[Dataset entries]
==*==

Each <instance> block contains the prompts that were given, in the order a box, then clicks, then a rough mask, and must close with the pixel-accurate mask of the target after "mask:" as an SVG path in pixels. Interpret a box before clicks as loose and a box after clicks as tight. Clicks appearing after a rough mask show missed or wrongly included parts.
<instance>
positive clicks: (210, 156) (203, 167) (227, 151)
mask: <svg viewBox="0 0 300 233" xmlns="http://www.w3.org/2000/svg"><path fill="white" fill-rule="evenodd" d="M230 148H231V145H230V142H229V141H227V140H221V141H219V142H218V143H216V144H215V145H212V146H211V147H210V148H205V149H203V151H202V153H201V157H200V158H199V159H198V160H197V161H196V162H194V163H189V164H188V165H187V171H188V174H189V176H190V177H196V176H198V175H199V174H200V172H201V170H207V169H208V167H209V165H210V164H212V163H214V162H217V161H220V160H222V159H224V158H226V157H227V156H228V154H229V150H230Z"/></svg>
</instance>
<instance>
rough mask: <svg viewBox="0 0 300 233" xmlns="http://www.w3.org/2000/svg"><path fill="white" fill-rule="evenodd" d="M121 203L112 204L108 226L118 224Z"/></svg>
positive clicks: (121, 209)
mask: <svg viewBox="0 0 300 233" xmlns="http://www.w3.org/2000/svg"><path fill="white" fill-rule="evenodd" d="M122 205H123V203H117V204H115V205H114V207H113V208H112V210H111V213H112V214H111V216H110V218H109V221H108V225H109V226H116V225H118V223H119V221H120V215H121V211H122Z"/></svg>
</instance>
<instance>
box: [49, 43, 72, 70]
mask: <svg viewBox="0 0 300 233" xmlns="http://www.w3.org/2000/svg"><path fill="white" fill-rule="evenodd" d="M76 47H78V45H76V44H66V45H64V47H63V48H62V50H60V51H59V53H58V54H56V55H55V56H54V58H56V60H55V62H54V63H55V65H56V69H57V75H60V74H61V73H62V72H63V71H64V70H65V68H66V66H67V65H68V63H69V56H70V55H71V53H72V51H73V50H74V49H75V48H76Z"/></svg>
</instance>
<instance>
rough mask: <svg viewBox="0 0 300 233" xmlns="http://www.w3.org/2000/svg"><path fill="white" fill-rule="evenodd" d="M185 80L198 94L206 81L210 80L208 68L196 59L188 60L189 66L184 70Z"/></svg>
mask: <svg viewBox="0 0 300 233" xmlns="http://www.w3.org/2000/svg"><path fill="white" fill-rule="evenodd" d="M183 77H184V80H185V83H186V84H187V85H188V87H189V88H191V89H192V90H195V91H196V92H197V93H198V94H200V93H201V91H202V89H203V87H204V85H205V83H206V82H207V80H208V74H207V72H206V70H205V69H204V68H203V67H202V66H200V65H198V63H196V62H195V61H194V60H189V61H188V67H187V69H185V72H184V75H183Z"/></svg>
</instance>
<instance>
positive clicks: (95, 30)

==*==

**Work required**. Each entry above is to be printed again exactly.

**Answer area**.
Each <instance> block contains the prompts that were given, in the order a box, then clicks, then a rough mask, and must close with the pixel-accurate mask of the target after "mask:" as an SVG path in pixels. Interpret a box before clicks as loose and a box after clicks as tight. Clicks appearing after a rough mask show missed or wrongly included parts.
<instance>
positive clicks: (210, 156) (203, 167) (227, 151)
mask: <svg viewBox="0 0 300 233" xmlns="http://www.w3.org/2000/svg"><path fill="white" fill-rule="evenodd" d="M230 148H231V145H230V142H229V141H227V140H221V141H219V142H218V143H216V144H215V145H212V146H211V147H210V148H205V149H203V151H202V153H201V157H200V158H199V159H198V160H197V161H196V162H194V163H189V164H188V165H187V171H188V174H189V176H190V177H196V176H198V175H199V174H200V172H201V170H207V169H208V167H209V165H210V164H212V163H214V162H217V161H220V160H222V159H224V158H226V157H227V156H228V154H229V150H230Z"/></svg>
</instance>
<instance>
rough mask: <svg viewBox="0 0 300 233" xmlns="http://www.w3.org/2000/svg"><path fill="white" fill-rule="evenodd" d="M121 203L112 204L108 226L118 224Z"/></svg>
positive clicks: (121, 209)
mask: <svg viewBox="0 0 300 233" xmlns="http://www.w3.org/2000/svg"><path fill="white" fill-rule="evenodd" d="M122 205H123V203H117V204H115V205H114V207H113V208H112V210H111V213H112V214H111V216H110V218H109V221H108V225H109V226H116V225H118V223H119V221H120V215H121V211H122Z"/></svg>
</instance>
<instance>
box: [49, 43, 72, 70]
mask: <svg viewBox="0 0 300 233" xmlns="http://www.w3.org/2000/svg"><path fill="white" fill-rule="evenodd" d="M76 47H78V45H76V44H66V45H64V47H63V48H62V50H60V51H59V53H58V54H56V55H55V56H54V58H56V60H55V62H54V63H55V65H56V69H57V75H60V74H61V73H62V72H63V71H64V70H65V68H66V66H67V65H68V63H69V56H70V55H71V53H72V51H73V50H74V49H75V48H76Z"/></svg>
</instance>
<instance>
rough mask: <svg viewBox="0 0 300 233" xmlns="http://www.w3.org/2000/svg"><path fill="white" fill-rule="evenodd" d="M185 80L198 94L206 81L210 80L208 68L196 59L188 60L189 66L184 70Z"/></svg>
mask: <svg viewBox="0 0 300 233" xmlns="http://www.w3.org/2000/svg"><path fill="white" fill-rule="evenodd" d="M183 77H184V80H185V83H186V84H187V85H188V87H189V88H191V89H192V90H195V91H196V92H197V93H198V94H200V93H201V91H202V89H203V87H204V85H205V83H206V82H207V80H208V74H207V72H206V70H205V69H204V68H203V67H202V66H200V65H198V63H196V62H195V61H194V60H189V61H188V67H187V69H185V72H184V75H183Z"/></svg>
</instance>
<instance>
positive clicks: (95, 30)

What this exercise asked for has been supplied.